** Passage provided follows **
Had two beers with friends last night and woke up feeling absolutely lousy today. Been trying to cut back on the alcohol because it's really not helping me tolerate the daily chaos the administration creates every day. Still paralyzed by all the grief though. Unable to focus on reading, what gets written down is garbage and confidence remains low.

A couple of weeks ago we said the heck with it and put my son in underwear. If he pees or shits in it we'd deal. So far he has not had one accident. His underwear has been dry. Been peeing in the toilet this whole time. He will with more frequency go into the bathroom unprompted. As for the poop though, it's a mystery sometimes. There have been instances he has used his hands to put the poop in the toilet. Sometimes he does not use this extra step, sometimes he does. It is a profound improvement.

Thursday, June 7, 2018

Terrific song and video

Great to hear Traceyanne Campbell again. Fine, new record she made with Danny Coughlan.

Thursday, May 24, 2018

Fewer keys now

The old house on Eakin was finally sold a couple of weeks ago. Took a bit of a bath on its initial asking price, but what can you do? The house had some issues and it was not in a desirable neighborhood, on a busy street, etc.

That's where I lived the longest. The first house my son came home to. He must have loved it because he did not want to sleep there. It was the scene of a lot of good and bad memories. Life happened there, and it's happening in the new place too.

No longer having a mortgage is a good thing, and we're down to one set of bills. Naturally that money moves to paying my son's caregiver this summer, a necessary expense.

Friday, May 11, 2018

I've got this disease I can't shake and I'm just rattling through life

The news that Scott Hutchinson of Frightened Rabbit succumbed to his demons and took his own life has struck me rather hard.

It’s not the same grief as when an icon you never met died, either suddenly or by natural causes. Frightened Rabbit were far from a household name, but they have a niche of very devoted supporters.
** End of Passage provided **
** Entries shown follows **
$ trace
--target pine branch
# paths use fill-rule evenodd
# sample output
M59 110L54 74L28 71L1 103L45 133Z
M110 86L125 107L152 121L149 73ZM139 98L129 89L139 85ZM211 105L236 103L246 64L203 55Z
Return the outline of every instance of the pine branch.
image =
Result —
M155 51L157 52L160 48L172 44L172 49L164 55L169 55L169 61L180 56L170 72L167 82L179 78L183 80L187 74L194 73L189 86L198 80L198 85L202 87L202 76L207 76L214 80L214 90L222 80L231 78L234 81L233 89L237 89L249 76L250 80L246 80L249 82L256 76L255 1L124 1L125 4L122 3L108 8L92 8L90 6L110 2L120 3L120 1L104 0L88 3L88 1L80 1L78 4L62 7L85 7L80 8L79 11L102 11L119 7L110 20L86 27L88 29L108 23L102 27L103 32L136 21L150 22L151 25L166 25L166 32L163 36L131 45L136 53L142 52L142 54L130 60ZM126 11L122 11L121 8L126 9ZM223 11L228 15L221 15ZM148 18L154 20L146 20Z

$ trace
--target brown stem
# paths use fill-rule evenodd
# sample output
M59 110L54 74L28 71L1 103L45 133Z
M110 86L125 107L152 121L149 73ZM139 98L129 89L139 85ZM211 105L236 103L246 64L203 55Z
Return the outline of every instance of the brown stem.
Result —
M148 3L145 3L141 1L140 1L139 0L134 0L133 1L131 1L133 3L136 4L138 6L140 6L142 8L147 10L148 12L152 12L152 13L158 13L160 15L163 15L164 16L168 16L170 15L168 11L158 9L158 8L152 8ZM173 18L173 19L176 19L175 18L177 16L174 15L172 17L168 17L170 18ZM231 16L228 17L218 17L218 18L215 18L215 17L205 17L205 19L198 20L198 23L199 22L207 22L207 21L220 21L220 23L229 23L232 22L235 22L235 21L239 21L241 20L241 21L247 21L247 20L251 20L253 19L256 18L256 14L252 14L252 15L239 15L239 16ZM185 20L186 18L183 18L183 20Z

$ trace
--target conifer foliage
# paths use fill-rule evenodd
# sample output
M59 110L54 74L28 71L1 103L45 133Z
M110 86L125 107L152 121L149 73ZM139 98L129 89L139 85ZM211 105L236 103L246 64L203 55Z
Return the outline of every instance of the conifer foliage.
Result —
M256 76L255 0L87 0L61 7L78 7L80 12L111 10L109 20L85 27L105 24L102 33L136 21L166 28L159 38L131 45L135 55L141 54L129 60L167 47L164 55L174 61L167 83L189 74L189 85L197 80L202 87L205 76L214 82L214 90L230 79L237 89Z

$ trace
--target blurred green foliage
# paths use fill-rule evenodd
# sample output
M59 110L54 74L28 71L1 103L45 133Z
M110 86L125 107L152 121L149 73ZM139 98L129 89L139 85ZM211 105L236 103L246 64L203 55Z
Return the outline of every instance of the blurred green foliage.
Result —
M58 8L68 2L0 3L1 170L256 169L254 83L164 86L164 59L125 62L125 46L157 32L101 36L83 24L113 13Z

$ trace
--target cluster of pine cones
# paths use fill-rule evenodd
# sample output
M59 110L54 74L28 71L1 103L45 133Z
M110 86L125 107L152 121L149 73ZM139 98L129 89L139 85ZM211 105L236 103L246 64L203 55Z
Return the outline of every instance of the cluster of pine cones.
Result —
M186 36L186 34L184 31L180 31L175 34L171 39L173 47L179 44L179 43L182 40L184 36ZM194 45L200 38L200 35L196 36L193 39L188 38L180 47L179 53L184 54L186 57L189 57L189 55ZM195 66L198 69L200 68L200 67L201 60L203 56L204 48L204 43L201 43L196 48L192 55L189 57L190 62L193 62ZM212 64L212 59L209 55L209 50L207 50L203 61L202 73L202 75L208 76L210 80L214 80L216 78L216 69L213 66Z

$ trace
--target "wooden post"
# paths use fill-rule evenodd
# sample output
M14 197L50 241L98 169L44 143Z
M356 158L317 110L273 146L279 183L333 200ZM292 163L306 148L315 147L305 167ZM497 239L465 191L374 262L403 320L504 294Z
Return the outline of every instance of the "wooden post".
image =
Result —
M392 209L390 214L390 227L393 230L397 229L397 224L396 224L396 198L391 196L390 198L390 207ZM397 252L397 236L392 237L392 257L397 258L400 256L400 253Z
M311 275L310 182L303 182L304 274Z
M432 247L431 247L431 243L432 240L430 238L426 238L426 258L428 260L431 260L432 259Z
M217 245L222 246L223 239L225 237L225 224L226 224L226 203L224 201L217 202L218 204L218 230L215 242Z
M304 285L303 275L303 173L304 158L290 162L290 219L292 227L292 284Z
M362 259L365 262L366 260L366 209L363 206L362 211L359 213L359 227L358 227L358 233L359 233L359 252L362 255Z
** End of Entries shown **
** Entries shown follows **
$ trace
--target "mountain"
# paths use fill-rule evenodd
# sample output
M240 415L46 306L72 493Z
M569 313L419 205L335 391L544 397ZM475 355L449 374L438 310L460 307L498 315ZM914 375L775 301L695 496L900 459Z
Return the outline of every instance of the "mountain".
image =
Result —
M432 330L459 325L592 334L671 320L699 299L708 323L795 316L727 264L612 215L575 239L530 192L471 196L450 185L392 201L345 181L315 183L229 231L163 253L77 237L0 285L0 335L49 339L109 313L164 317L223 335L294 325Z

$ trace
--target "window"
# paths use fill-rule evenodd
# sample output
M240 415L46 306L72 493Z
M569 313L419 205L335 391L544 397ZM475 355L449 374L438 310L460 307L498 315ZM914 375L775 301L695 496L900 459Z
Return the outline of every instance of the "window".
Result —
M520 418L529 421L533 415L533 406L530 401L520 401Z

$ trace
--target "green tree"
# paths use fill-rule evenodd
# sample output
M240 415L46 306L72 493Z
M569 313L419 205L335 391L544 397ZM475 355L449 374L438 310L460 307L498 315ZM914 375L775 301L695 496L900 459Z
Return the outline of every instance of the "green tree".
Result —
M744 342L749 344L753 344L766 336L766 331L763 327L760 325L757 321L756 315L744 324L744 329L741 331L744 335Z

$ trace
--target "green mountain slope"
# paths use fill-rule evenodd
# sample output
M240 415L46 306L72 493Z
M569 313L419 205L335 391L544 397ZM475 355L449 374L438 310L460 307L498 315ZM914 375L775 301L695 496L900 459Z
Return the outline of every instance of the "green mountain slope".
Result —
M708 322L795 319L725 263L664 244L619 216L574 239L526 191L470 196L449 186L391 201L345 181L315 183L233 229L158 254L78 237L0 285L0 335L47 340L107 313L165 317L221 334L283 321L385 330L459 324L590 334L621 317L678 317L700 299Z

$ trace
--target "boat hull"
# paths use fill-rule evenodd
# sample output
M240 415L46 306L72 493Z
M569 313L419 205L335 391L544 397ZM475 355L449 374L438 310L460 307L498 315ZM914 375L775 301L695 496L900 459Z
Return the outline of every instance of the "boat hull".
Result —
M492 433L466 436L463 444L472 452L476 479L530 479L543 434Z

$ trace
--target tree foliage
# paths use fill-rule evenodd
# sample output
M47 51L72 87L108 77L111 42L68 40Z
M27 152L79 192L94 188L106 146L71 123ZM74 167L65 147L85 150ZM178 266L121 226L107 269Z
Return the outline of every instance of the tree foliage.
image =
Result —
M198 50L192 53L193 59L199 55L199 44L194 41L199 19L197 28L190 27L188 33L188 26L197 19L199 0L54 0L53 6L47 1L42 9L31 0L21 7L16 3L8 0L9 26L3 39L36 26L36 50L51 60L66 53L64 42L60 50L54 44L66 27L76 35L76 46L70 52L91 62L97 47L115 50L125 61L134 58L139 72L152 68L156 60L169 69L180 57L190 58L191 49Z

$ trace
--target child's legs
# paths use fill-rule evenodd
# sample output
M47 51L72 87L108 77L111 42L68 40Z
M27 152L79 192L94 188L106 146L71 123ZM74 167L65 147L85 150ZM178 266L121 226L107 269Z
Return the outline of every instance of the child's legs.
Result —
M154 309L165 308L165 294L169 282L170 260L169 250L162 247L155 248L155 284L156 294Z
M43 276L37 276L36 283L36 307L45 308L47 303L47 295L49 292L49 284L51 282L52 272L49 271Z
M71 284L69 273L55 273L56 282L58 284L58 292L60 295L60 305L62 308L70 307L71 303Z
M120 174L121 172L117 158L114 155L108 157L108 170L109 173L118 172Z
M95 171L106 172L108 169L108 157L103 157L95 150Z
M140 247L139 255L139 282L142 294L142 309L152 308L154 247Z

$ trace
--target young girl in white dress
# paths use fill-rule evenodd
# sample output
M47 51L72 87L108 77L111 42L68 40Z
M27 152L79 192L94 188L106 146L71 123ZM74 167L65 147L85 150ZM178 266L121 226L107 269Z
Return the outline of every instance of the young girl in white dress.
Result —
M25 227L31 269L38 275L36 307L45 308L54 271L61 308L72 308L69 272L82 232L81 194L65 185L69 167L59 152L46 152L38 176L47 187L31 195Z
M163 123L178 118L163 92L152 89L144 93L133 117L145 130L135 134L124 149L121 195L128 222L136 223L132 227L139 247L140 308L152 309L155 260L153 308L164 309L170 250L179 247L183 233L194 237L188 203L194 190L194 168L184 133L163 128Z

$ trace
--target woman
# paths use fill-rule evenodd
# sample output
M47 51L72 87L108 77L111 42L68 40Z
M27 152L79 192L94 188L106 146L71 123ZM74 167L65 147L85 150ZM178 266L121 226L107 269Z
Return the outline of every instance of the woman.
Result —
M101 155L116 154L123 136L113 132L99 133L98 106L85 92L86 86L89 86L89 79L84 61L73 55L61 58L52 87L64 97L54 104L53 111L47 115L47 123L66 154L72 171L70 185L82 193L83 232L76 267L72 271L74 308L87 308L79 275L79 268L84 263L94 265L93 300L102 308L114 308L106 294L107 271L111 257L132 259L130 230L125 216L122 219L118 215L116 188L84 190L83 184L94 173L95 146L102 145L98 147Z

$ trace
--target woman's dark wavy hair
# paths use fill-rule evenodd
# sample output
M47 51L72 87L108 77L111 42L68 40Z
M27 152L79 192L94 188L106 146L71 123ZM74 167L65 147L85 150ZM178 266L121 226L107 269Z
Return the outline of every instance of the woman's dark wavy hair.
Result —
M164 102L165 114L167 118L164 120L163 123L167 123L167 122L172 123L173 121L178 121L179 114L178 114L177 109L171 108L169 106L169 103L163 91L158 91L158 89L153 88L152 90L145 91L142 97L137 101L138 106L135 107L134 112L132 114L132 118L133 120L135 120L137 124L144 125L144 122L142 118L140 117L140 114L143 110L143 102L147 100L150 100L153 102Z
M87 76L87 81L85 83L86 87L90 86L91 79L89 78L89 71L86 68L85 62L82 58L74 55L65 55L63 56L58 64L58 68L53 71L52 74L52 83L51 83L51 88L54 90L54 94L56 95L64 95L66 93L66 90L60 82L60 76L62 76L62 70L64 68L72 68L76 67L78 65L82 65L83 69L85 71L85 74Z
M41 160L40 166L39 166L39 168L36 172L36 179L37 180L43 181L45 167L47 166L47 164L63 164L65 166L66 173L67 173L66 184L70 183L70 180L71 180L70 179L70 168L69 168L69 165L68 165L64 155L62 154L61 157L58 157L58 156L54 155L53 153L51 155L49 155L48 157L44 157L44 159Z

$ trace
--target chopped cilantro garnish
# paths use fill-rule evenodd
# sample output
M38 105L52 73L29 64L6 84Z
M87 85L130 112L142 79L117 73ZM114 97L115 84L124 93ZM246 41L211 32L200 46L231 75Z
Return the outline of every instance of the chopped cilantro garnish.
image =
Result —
** End of Entries shown **
** Entries shown follows **
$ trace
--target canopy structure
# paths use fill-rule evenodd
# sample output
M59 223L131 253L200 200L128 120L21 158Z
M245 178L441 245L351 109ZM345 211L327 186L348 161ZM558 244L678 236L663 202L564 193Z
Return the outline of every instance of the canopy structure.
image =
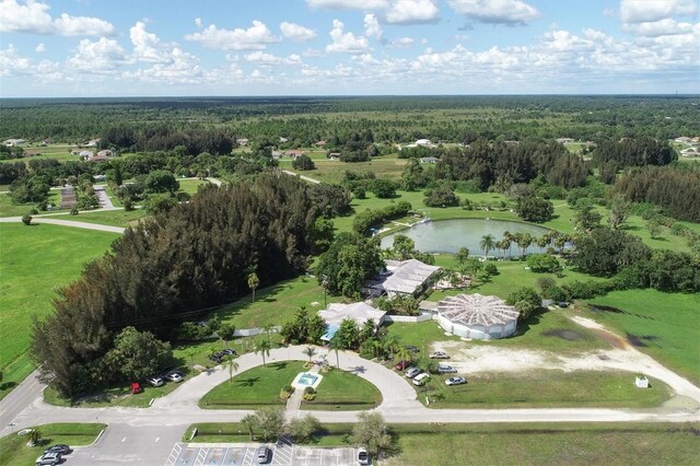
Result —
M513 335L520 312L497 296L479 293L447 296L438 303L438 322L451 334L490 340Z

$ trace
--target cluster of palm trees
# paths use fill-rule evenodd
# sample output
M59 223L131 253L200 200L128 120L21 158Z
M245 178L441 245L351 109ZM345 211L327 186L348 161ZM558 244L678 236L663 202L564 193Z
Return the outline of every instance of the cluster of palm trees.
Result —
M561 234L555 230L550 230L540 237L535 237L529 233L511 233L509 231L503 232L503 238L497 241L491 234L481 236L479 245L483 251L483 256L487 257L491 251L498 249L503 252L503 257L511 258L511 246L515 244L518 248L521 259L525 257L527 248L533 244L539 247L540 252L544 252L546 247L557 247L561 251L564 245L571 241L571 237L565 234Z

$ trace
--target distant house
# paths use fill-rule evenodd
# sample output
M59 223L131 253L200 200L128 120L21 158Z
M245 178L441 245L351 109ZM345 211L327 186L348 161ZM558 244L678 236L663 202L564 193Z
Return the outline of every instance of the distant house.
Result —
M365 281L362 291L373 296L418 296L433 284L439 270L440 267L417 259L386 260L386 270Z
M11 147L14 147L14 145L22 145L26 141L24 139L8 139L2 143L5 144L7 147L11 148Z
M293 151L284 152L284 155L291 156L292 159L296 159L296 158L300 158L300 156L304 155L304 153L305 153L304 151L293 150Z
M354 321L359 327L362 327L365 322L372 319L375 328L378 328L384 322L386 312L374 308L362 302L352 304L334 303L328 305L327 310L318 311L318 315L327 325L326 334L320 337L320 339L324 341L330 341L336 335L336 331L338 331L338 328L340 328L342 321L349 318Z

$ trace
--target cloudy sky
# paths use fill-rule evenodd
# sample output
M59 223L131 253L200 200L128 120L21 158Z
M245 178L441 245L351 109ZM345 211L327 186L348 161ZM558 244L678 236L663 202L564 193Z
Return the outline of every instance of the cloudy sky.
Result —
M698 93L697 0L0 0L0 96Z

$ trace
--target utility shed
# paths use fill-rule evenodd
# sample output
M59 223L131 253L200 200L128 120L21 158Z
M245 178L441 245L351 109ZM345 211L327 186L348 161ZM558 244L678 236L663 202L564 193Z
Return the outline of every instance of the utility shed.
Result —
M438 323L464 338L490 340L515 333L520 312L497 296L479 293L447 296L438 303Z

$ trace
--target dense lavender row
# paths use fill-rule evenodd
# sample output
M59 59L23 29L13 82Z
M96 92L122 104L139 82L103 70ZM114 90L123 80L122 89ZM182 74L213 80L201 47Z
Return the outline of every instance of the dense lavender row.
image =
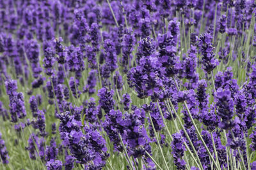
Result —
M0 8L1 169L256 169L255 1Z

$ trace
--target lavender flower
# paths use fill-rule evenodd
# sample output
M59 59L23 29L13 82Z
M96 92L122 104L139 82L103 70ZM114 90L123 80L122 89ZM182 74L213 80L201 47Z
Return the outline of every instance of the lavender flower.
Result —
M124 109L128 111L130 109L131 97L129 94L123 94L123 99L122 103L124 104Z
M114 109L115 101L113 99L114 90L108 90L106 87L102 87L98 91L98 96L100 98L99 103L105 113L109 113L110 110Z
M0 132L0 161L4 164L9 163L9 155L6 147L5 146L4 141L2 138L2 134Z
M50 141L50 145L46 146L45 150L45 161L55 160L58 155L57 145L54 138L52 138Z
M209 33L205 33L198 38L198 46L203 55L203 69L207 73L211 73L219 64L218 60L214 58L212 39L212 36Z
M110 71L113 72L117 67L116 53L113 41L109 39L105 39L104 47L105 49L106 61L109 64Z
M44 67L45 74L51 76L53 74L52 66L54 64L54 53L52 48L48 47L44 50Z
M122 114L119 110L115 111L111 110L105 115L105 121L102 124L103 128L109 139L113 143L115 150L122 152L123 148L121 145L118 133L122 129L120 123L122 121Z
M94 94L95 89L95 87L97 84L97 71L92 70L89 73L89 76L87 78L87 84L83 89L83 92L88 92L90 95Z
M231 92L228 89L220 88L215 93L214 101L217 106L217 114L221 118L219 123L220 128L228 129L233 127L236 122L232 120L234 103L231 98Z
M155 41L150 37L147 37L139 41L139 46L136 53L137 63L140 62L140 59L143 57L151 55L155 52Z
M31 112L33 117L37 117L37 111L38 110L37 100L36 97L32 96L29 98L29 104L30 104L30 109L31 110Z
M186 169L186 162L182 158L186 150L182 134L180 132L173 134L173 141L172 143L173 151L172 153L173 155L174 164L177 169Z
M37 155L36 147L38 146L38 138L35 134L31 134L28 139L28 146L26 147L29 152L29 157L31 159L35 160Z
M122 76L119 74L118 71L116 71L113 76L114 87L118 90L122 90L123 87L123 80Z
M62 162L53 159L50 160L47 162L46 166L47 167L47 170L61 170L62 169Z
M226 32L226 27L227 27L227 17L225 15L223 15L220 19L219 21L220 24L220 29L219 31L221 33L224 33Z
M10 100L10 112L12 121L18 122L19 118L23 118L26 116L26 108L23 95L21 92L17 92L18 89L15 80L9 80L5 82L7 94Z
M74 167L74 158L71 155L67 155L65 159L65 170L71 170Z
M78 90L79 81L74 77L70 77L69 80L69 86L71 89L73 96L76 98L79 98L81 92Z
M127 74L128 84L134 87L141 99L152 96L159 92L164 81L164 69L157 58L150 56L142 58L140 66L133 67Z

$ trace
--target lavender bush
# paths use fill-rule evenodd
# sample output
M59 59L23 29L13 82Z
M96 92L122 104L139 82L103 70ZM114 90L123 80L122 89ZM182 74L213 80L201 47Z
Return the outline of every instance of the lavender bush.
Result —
** End of Entries shown **
**Your task**
Please carry on the personal blog from its last sentence. The listing has nothing to do with this.

**Written response**
I’ve been following the band for over ten years, almost as long as they have been in existence. They had a good social media presence, you knew what they were working on, and where. Hutchinson wrote so eloquently and honestly about the human condition, flaws and all. He really put himself out there, to the point of a twitter meltdown a couple of years ago in which he asked us to not buy his records. The disease was speaking.

I saw them live in 2013 here, and the band delivered the goods as promised. It was a catharsis for both band and audience as we all got to yell scream and shout for a couple of hours.

The band came through town again in 2016, and tweeted that they were looking for a bar where they could watch the Leicester City soccer match. Several of us recommended a place.

The morning of the match I was there, along with other soccer fans, waiting for the game to statr. The band came in. I have to say there were very approachable, even when people wanted to give them their privacy, to let them watch the match in peace - they were very cool about it.

I got to talk to Scott briefly, to thank him for the good work he was doing. Handed over a couple of bottles of Irn-Bru, which they gratefully accepted. Grant cracked open a bottle right on the spot. They signed my CD, took some names for Monday’s guest list and that was it.

Did not get to go to the show, figured I’d catch them next time. You know how that goes.

See ‘em while you can, there may not be a next time.

Scott spoke openly about his condition, his depression and dark side and put them in his music.

Whatever he was listening to when he put out those two last, cryptic, tweets was lying to him so hard. The beast lies. Depression lies. As the band said today, he’s no longer in pain, may he have finally found some peace.

Saturday, May 5, 2018

The bridge I torched

So many seem to do everything to cling to their childhood. I think my problem (or one of) is that I wanted to distance myself as far away from it as possible.

Even after having a child, and the experience of autism, it's been so hard to reach and relate to it all.